* [EXCERPT PROVIDED]
+++++
4Health is a Tractor Supply private label brand. All signs point to it being made by Diamond in the same way CostCo's brands are under contract. Like many of these contracts, until there is a recall the true ties don't come to the surface. The marketing team at TSC / 4Health has done a great deal to hide that it's basically the same food as a number of other private brands. This isn't necessarily a bad thing and Diamond has made great improvements.

I don't feed 4Health but I do remember when TS put it on the shelves. It had a Meta, MO address on the bag.

Also when people say things like "they share a plant" - that means that the mill makes the food. Period. For example, Natural Balance during the 2007 recall claimed that they "shared a plant" with Diamond. What they want you to think is that they have NB staff at the plant, which is patently false. They contract Diamond to make the food at every step. http://www.usatoday.com/money/indus....htm?AID=4992781&PID=4003003&SID=ia1q6kpxnd9g

Many of these companies are simply shells. They have good marketing, graphics departments, maybe a team developing formulas, but the food is made by another company somewhere else. Again, not necessarily a bad thing, but just something to think about.
+++++
* [DATA SECTION]
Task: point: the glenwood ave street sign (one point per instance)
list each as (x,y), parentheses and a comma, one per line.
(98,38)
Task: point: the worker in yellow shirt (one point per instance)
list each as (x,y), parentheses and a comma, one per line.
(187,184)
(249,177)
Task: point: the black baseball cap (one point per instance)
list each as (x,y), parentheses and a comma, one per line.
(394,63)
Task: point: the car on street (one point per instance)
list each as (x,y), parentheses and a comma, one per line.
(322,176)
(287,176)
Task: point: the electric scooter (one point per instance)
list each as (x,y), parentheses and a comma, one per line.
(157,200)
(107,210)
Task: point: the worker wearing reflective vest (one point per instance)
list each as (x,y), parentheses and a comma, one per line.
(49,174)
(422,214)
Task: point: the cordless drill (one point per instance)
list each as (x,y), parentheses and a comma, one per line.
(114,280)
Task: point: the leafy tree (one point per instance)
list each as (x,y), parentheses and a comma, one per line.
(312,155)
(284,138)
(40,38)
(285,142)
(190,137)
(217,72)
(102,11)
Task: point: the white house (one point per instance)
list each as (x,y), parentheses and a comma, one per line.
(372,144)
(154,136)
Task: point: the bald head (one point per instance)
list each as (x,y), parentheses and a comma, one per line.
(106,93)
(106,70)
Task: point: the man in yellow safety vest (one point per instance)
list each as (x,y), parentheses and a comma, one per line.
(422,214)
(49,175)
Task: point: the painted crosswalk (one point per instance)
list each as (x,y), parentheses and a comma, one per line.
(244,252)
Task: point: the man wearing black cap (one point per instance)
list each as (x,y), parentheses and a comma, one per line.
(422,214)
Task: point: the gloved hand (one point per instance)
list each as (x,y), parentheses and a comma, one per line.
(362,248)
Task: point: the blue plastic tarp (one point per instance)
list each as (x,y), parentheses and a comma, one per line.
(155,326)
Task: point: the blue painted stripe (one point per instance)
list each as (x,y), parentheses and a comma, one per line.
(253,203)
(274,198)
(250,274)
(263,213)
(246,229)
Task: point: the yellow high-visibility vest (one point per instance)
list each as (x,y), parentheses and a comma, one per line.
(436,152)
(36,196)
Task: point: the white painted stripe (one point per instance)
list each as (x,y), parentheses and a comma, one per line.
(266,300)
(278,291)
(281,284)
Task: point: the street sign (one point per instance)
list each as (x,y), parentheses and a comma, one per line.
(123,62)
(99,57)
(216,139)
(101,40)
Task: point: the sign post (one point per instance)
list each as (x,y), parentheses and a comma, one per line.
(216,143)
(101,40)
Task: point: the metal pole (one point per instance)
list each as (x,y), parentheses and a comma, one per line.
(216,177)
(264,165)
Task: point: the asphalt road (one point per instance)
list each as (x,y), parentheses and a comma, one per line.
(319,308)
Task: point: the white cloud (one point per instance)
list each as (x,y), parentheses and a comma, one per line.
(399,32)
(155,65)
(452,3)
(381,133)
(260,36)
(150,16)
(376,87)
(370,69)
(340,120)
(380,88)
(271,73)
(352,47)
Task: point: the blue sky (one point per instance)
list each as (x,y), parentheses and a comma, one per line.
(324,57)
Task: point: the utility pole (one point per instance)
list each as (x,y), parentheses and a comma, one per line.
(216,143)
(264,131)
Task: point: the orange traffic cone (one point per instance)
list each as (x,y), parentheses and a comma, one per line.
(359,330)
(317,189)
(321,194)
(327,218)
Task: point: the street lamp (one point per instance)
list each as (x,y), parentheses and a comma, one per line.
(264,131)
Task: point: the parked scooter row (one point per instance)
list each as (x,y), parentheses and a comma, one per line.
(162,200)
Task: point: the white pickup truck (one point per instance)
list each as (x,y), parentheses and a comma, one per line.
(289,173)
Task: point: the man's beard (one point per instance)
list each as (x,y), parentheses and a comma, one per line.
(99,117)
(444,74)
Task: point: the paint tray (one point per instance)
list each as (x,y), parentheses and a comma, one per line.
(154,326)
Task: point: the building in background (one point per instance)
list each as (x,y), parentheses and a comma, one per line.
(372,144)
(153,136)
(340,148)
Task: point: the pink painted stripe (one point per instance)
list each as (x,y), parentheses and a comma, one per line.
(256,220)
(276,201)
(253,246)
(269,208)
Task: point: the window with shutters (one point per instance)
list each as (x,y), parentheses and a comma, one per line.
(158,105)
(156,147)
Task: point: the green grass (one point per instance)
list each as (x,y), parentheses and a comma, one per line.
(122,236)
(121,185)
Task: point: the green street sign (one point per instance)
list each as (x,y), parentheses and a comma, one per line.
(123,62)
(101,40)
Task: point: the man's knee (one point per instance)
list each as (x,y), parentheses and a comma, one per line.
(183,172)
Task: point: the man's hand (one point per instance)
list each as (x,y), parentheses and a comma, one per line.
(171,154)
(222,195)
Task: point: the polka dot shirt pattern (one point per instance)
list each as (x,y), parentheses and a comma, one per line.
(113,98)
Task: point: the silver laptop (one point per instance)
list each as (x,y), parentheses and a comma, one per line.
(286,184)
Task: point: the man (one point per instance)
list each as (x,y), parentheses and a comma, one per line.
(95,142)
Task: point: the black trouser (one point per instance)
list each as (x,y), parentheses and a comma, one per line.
+++++
* [THE TASK] Please restate the stretch of the private-label brands excerpt from "Many of these companies" through "to think about.", substituting "fronts" for "shells".

* [WORKED ANSWER]
Many of these companies are simply fronts. They have good marketing, graphics departments, maybe a team developing formulas, but the food is made by another company somewhere else. Again, not necessarily a bad thing, but just something to think about.